▶ [ENTRÉES FOURNIES]
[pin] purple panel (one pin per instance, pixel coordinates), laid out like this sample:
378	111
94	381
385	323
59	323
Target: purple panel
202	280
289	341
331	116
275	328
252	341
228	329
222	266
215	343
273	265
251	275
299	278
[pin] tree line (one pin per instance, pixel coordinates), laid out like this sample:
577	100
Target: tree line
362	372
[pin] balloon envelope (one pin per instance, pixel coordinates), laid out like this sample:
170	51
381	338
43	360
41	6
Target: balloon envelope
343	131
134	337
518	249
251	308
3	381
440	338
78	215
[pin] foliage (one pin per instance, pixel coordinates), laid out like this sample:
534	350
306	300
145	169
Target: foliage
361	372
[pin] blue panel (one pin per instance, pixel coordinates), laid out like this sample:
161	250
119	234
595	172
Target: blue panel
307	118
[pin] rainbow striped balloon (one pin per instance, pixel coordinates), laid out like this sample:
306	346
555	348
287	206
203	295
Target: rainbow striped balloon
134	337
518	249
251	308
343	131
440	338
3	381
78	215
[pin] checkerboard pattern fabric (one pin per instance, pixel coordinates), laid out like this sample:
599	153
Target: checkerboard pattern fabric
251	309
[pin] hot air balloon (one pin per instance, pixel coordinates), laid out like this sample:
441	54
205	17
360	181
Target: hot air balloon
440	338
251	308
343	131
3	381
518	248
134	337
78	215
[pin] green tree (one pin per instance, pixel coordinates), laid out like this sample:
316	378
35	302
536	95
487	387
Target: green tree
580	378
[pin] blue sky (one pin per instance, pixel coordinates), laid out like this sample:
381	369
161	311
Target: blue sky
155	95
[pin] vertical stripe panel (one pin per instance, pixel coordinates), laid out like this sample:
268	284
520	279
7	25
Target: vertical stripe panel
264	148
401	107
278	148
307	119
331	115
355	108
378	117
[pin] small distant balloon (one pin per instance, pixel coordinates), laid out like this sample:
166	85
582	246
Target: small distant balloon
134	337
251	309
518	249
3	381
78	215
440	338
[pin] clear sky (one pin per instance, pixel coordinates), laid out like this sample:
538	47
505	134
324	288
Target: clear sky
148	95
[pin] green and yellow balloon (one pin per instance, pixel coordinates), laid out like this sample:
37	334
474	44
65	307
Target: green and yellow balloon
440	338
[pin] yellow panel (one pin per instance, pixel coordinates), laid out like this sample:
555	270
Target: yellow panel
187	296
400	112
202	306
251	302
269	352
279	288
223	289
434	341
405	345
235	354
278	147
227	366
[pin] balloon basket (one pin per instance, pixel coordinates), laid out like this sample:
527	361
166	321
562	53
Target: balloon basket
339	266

--

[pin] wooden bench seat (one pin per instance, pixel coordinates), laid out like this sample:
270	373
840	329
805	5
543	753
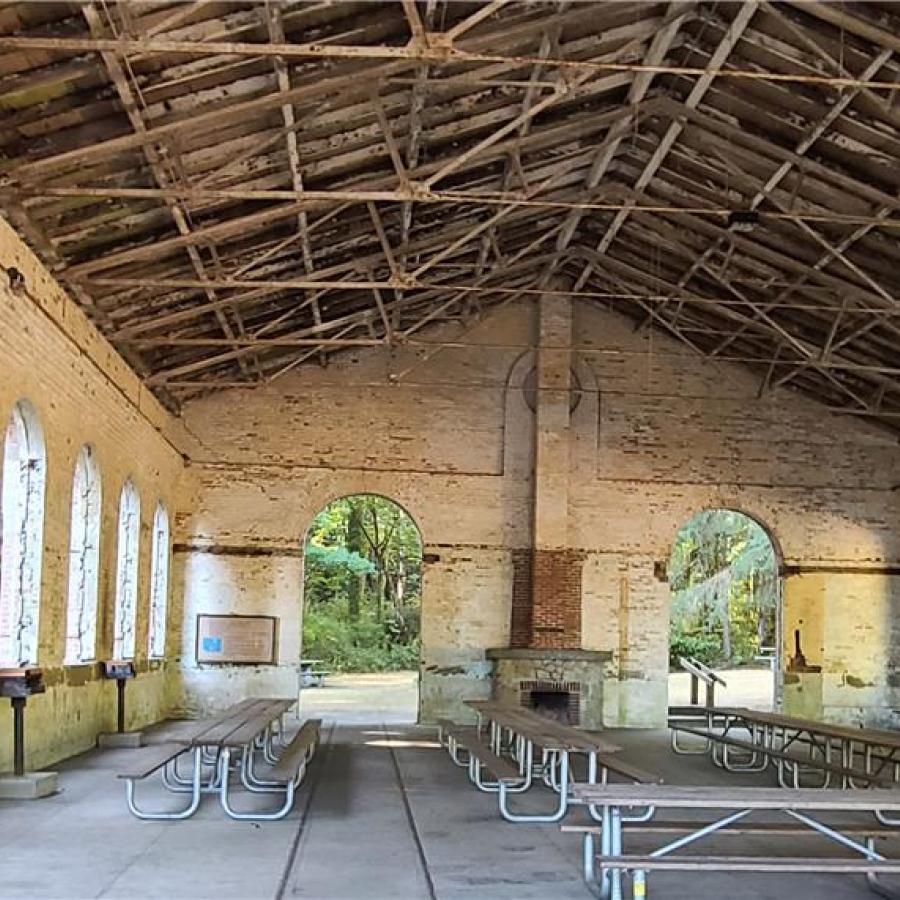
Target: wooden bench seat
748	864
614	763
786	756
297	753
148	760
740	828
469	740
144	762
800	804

* * *

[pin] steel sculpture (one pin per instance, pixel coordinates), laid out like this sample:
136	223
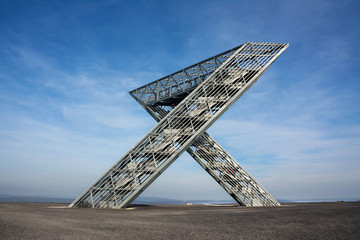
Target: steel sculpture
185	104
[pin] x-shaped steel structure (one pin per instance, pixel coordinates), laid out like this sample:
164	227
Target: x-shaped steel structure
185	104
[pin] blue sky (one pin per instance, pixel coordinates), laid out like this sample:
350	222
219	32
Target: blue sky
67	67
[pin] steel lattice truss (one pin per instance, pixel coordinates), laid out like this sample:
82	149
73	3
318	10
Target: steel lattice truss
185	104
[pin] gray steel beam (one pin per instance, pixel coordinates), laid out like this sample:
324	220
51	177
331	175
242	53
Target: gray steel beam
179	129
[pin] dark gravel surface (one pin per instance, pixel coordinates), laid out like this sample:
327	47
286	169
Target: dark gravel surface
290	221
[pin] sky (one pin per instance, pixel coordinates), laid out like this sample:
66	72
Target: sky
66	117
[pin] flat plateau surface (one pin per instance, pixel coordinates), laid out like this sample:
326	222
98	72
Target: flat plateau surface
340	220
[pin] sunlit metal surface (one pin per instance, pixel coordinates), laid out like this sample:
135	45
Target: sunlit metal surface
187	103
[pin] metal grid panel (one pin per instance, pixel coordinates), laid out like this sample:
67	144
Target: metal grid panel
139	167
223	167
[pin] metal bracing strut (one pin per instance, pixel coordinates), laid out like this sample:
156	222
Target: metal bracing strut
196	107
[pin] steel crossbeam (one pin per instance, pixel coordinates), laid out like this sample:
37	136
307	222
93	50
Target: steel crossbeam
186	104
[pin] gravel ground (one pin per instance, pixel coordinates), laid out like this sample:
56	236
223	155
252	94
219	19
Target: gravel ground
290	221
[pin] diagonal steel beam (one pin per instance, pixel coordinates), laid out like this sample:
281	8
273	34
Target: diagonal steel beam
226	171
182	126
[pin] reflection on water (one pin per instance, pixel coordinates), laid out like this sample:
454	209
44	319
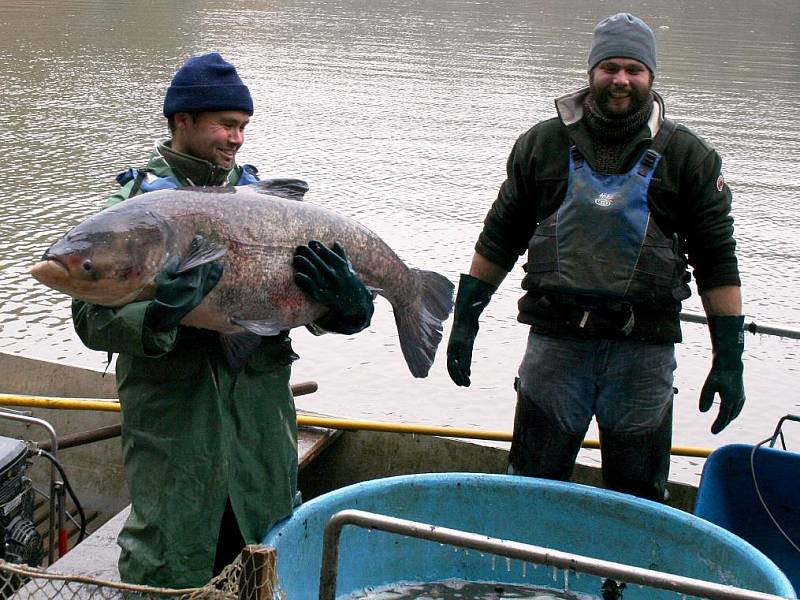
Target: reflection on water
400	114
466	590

▶ [CONSIGNE] Combien de lignes des entrées contiennent la chaîne « foliage », en tenant compte de la casse ? Répondez par le nombre seul.

▶ [RÉSULTAT ATTENDU] 2